BRASÍLIA - O governo do presidente Luiz Inácio Lula da Silva (PT) decidiu extinguir a Fundação Nacional da Saúde (Funasa) e dividir suas atribuições entre os ministérios da Saúde e de Cidades - comandado pelo MDB. O partido ficará responsável pelo setor que faz obras em saneamento e concentra a maior fatia do orçamento da fundação.
O Estadão apurou que parlamentares do MDB querem uma reunião com o ministro das Cidades, Jader Filho, e os ministros palacianos Rui Costa (Casa Civil) e Alexandre Padilha (Secretaria de Relações Institucionais) para debater o destino da Funasa. O órgão é tradicionalmente disputado por partidos do Centrão, pela oportunidade de controlar um orçamento bilionário. Em 2022, mais de R$ 3,4 bilhões foram direcionados para a fundação.
A missão da Funasa é levar saneamento básico e água de qualidade aos brasileiros. Nas mãos do Centrão, o órgão se tornou um duto de escoamento do dinheiro do orçamento secreto. Durante a gestão do ex-presidente Jair Bolsonaro (PL), a Funasa era área de influência do PSD. Os dois últimos chefes do órgão - Giovanne Gomes da Silva e Miguel Marques - foram indicados pelo deputado Diego Andrade (PSD-MG).
Familiar de político, coach, especialista em “análise sensorial de cachaça” e dono de restaurante self-service chegaram a assumir cargos de comando na fundação. Como mostrou o Estadão em uma série de reportagens em 2022, a Funasa chegou a fazer licitação de poços com indício de sobrepreço.
Neste domingo, 1, o governo Lula publicou uma medida provisória que extingue a Funasa e um decreto sobre a estrutura do Ministério das Cidades, que cria um departamento na pasta para tratar da extinção da fundação. A MP vale a partir do dia 24 de janeiro e estabelece que a Saúde ficará com “atividades relacionadas à vigilância em saúde e ambiente” e Cidades passará a controlar “demais atividades”.
“O Ministério da Saúde já há muito tempo, nas ações de vigilância, vinha realizando ações próximas ao que a Funasa vinha fazendo. Com esse decreto, ações de vigilância em saúde, que estava na Funasa, ficarão sob responsabilidade do Ministério da Saúde”, explicou a ministra da Saúde, Nísia Trindade nesta segunda-feira, 2.
“Todo o componente de saneamento ficará no Ministério das Cidades. Isso foi feito em um trabalho integrado entre os dois ministérios e vai ser positivo do ponto de vista das ações.”

[Dados armazenados]:
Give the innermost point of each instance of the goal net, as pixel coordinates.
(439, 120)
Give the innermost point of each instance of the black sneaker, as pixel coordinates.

[Tarefa 1]:
Responda, com base na notícia sobre a extinção da Funasa:
(a) Quanto dinheiro foi direcionado para a fundação em 2022?
(b) Que partido tinha a Funasa como área de influência durante a gestão de Jair Bolsonaro?
(c) A partir de que dia vale a medida provisória que extingue a Funasa?
[Tarefa 2]:
Transcreva da notícia sobre a extinção da Funasa o trecho que vai de "A missão da" até "Diego Andrade (PSD-MG).".

[Resposta da tarefa 1]:
(a) Mais de R$ 3,4 bilhões.
(b) O PSD.
(c) A partir de 24 de janeiro.

[Resposta da tarefa 2]:
A missão da Funasa é levar saneamento básico e água de qualidade aos brasileiros. Nas mãos do Centrão, o órgão se tornou um duto de escoamento do dinheiro do orçamento secreto. Durante a gestão do ex-presidente Jair Bolsonaro (PL), a Funasa era área de influência do PSD. Os dois últimos chefes do órgão - Giovanne Gomes da Silva e Miguel Marques - foram indicados pelo deputado Diego Andrade (PSD-MG).